— List of tasks —
(1) Answer these questions using the passage on shared_ptr thread safety:
(a) Which implementation is listed as checked and thread safe?
(b) Which site is named as the source of the quoted documentation?
(c) What value is the shared_ptr first created with in the code?
(2) In the passage on shared_ptr thread safety, rewrite everything from "MSDN: Check. Thread" down to "race will occur.", replacing "synchronization" with "locking".

— Source passage —
* begin *

I would be happy if people have reference to the major implementations so we could consider it portable to most normal developers.
MSDN: Check. Thread Safe.
G++: ?
clang: ?
I would consider those the major implementations but happy to consider others.
I don't have links to the standard. I did check this a long time ago, std::shared_ptr is thread-safe under certain conditions, which summarizes to: every thread should have its own copy.
As documented on cppreference:
All member functions (including copy constructor and copy assignment) can be called by multiple threads on different instances of shared_ptr without additional synchronization even if these instances are copies and share ownership of the same object. If multiple threads of execution access the same shared_ptr without synchronization and any of those accesses uses a non-const member function of shared_ptr then a data race will occur.
So just like any other class in the standard, reading from the same instance from multiple threads is allowed. Writing to this instance from 1 thread is not.
int main()
{
std::vector<std::thread> threads;
{
// A new scope
// So that the shared_ptr in this scope has the
// potential to go out of scope before the threads have executed.
// So leaving the shared_ptr in the scope of the threads only.
std::shared_ptr<int> data = std::make_shared<int>(5);
// Perfectly legal to read access the shared_ptr
threads.emplace_back(std::thread([&data]{ std::cout << data.get() << '\n'; }));
threads.emplace_back(std::thread([&data]{ std::cout << data.get() << '\n'; }));
// This line will result in a race condition as you now have read and write on the same instance
threads.emplace_back(std::thread([&data]{ data = std::make_shared<int>(42); }));
for (auto &thread : threads)
thread.join();
}
}
Once we are dealing with multiple copies of the shared_ptr, everything is fine:
int main()

* end *

— Excerpted data —
* begin *

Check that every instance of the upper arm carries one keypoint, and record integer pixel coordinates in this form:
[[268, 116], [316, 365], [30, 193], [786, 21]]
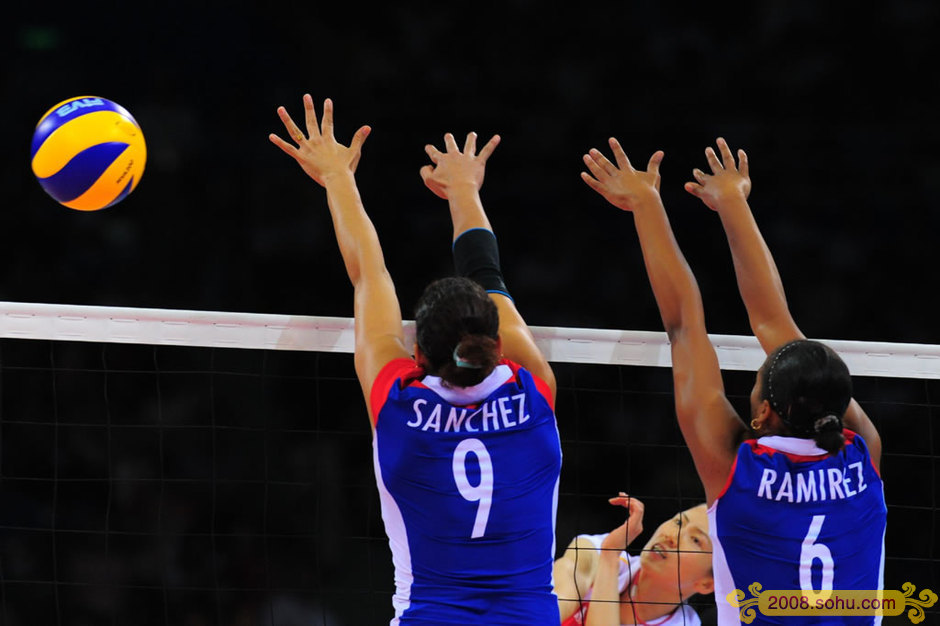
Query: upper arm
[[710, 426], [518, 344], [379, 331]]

* end *
* begin *

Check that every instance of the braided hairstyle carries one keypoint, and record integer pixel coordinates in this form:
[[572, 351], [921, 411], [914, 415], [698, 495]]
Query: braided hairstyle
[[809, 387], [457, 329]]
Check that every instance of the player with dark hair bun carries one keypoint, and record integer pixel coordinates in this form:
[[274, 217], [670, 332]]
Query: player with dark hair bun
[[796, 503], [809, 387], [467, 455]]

* end *
* begin *

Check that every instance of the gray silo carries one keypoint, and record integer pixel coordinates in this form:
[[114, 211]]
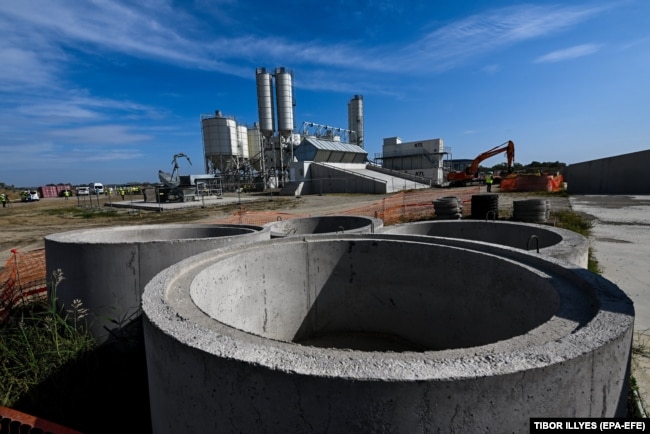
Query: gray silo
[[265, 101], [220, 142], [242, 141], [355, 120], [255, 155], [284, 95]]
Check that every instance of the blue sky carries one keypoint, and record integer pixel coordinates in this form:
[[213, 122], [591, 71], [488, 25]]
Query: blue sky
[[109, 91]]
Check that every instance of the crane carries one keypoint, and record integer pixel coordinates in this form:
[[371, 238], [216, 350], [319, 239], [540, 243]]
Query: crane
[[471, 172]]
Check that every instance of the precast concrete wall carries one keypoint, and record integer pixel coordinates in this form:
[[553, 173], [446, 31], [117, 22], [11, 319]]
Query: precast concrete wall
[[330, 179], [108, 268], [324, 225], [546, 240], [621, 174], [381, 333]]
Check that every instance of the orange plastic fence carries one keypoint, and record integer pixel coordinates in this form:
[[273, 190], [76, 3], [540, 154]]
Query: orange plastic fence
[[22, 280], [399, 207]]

* end *

— Correct answers —
(1)
(a) MSDN
(b) cppreference
(c) 5

(2)
MSDN: Check. Thread Safe.
G++: ?
clang: ?
I would consider those the major implementations but happy to consider others.
I don't have links to the standard. I did check this a long time ago, std::shared_ptr is thread-safe under certain conditions, which summarizes to: every thread should have its own copy.
As documented on cppreference:
All member functions (including copy constructor and copy assignment) can be called by multiple threads on different instances of shared_ptr without additional locking even if these instances are copies and share ownership of the same object. If multiple threads of execution access the same shared_ptr without locking and any of those accesses uses a non-const member function of shared_ptr then a data race will occur.